Task:
Please print each record exactly, omitting none of them.

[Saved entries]
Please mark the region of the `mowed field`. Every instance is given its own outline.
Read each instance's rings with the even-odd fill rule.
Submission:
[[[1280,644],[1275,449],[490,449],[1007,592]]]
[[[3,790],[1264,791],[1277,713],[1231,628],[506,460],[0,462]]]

Response:
Please mark the region of the `mowed field`. Every instance is given its own outline.
Read each instance's rings with the even-odd fill rule.
Submission:
[[[1280,644],[1275,449],[490,449],[1007,592]]]
[[[3,790],[1264,791],[1277,713],[1231,628],[506,460],[0,462]]]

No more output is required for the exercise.